## Materials provided:
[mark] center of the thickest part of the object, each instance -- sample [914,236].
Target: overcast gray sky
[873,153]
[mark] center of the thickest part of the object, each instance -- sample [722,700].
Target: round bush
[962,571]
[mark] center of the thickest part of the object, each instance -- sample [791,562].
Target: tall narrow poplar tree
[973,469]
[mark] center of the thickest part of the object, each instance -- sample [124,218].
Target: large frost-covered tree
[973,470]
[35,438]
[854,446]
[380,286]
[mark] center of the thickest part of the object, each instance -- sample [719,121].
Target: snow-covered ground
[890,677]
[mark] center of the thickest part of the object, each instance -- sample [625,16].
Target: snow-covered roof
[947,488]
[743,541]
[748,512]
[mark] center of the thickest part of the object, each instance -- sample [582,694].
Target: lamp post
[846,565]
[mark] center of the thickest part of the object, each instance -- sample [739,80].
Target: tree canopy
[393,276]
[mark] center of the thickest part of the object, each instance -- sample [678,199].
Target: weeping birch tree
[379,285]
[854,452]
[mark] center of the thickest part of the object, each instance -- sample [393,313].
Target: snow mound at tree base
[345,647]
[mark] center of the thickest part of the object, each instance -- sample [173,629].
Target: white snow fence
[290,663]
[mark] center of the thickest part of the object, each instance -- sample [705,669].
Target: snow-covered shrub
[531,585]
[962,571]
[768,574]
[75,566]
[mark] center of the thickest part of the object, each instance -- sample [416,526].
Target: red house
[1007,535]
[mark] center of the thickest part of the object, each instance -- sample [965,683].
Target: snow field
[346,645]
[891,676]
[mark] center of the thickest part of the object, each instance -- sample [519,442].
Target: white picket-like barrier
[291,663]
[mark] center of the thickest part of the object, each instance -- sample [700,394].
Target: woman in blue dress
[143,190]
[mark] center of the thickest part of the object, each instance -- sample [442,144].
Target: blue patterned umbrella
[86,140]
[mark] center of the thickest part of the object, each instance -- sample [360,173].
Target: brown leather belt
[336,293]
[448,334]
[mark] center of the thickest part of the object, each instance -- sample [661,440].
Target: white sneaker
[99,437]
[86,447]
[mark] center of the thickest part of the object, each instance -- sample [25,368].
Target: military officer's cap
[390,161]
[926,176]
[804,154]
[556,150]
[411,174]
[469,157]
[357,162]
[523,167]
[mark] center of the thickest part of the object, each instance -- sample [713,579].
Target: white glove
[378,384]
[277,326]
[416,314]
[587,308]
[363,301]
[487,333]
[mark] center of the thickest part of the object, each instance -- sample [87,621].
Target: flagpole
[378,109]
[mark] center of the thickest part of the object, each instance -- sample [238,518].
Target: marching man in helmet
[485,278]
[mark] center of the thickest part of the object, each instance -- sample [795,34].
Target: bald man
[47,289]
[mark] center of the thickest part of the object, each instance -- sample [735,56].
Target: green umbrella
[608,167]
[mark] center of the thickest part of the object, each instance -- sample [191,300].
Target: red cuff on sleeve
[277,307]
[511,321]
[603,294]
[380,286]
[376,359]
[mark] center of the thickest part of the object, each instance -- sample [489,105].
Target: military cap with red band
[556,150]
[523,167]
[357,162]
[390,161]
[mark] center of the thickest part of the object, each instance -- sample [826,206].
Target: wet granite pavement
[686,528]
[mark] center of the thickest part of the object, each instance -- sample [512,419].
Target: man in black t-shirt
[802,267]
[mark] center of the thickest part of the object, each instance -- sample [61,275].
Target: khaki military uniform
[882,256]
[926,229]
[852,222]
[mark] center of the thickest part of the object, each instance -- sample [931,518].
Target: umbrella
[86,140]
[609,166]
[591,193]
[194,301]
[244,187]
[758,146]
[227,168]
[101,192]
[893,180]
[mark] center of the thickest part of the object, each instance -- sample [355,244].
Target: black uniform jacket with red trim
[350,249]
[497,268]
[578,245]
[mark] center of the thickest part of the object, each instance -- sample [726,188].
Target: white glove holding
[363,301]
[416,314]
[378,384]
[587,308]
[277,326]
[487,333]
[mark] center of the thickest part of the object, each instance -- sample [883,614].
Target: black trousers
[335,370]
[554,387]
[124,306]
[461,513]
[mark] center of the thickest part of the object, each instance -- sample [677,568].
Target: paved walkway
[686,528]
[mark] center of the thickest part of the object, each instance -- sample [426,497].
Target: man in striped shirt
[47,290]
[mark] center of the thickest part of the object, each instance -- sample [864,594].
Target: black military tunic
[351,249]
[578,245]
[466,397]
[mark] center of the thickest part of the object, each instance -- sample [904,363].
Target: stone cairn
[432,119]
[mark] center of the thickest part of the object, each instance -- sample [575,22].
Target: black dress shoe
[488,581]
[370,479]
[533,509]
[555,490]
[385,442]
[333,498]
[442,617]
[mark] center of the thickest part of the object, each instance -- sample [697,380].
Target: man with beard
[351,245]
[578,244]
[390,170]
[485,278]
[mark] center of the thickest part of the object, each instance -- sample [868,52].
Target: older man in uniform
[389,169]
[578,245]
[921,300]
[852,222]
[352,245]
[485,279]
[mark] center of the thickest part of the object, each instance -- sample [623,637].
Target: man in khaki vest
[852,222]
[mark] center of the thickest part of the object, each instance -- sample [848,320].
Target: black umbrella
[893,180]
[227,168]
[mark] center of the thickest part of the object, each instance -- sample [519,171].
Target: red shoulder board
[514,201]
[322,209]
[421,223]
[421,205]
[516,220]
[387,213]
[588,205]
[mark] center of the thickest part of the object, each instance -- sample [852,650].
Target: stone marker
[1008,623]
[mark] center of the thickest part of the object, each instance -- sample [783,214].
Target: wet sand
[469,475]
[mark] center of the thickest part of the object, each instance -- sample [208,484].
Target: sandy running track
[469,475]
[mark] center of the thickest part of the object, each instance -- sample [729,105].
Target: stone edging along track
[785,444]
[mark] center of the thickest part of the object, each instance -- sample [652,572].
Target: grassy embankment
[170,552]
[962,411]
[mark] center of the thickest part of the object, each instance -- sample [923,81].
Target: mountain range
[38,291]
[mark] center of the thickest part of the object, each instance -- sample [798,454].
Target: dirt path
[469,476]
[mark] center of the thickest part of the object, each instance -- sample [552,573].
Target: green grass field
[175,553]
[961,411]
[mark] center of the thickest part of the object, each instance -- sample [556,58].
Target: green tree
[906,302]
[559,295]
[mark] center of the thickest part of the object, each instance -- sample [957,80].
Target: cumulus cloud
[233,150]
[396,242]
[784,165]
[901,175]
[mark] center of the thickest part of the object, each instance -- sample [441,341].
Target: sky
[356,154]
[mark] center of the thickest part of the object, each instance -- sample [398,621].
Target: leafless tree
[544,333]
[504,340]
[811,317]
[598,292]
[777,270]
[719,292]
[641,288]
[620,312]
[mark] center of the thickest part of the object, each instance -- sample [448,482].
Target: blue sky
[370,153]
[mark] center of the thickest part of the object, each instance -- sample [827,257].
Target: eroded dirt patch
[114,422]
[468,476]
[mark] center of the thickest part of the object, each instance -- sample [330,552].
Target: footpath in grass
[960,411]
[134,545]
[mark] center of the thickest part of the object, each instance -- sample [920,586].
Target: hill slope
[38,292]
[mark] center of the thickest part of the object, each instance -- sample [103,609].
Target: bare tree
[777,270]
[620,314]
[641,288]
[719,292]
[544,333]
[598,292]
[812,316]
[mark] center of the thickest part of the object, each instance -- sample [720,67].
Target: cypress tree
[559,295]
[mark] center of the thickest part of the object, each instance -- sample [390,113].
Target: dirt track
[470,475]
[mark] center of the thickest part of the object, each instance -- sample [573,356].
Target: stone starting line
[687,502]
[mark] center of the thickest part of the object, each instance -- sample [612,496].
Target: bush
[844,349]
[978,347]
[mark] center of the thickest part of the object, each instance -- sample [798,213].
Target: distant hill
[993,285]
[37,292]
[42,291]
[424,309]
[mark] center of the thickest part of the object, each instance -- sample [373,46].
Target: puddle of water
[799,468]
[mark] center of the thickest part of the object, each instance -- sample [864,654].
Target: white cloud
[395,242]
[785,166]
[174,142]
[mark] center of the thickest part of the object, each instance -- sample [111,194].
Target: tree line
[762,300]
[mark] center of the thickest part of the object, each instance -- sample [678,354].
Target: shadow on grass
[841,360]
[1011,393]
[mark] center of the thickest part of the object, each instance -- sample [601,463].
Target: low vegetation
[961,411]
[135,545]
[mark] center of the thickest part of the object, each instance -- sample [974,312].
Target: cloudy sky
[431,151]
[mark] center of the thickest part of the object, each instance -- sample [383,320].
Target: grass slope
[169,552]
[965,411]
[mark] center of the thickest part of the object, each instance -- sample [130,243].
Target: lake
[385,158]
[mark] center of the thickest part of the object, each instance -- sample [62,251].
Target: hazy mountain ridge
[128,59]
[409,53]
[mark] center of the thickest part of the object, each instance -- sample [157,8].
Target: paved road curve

## Job:
Lay out the part of the material that opens with the line containing "-- sample [130,243]." and runs through the end of the material as a Markdown table. Use the columns No. and Text, give each line its own numbered row, and leave out any blank lines.

## Problem solution:
| No. | Text |
|---|---|
| 1 | [mark] center of the thickest part of the object, each instance -- sample [130,243]. |
| 2 | Target: lake |
| 3 | [385,158] |
| 4 | [mark] center of the thickest part of the object, each instance -- sample [62,251]. |
| 5 | Target: hazy mountain ridge |
| 6 | [128,59] |
| 7 | [409,53] |
| 8 | [mark] center of the thickest part of the object, each instance -- sample [157,8]. |
| 9 | Target: paved road curve |